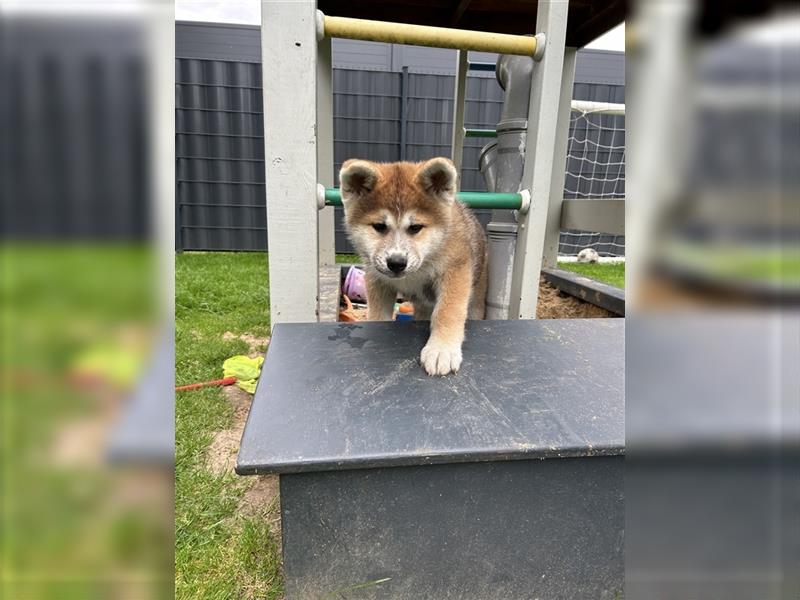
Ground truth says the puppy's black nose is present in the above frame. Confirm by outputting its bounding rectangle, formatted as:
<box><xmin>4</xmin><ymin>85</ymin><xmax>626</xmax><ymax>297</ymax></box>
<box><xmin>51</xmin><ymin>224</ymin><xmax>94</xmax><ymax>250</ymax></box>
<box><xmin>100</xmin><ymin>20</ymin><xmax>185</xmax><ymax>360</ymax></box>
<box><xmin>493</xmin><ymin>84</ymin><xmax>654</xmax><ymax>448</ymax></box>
<box><xmin>386</xmin><ymin>254</ymin><xmax>408</xmax><ymax>273</ymax></box>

- [SET TASK]
Edit the entries by replacing "black nose" with "dark nose" and keeping everything else the same. Leave the picture out.

- [FINISHED TASK]
Ground truth says the puppy's dark nose is present in the above frame. Confirm by outputting its bounding rectangle, formatted as:
<box><xmin>4</xmin><ymin>85</ymin><xmax>626</xmax><ymax>297</ymax></box>
<box><xmin>51</xmin><ymin>224</ymin><xmax>94</xmax><ymax>250</ymax></box>
<box><xmin>100</xmin><ymin>20</ymin><xmax>185</xmax><ymax>360</ymax></box>
<box><xmin>493</xmin><ymin>84</ymin><xmax>654</xmax><ymax>448</ymax></box>
<box><xmin>386</xmin><ymin>254</ymin><xmax>408</xmax><ymax>273</ymax></box>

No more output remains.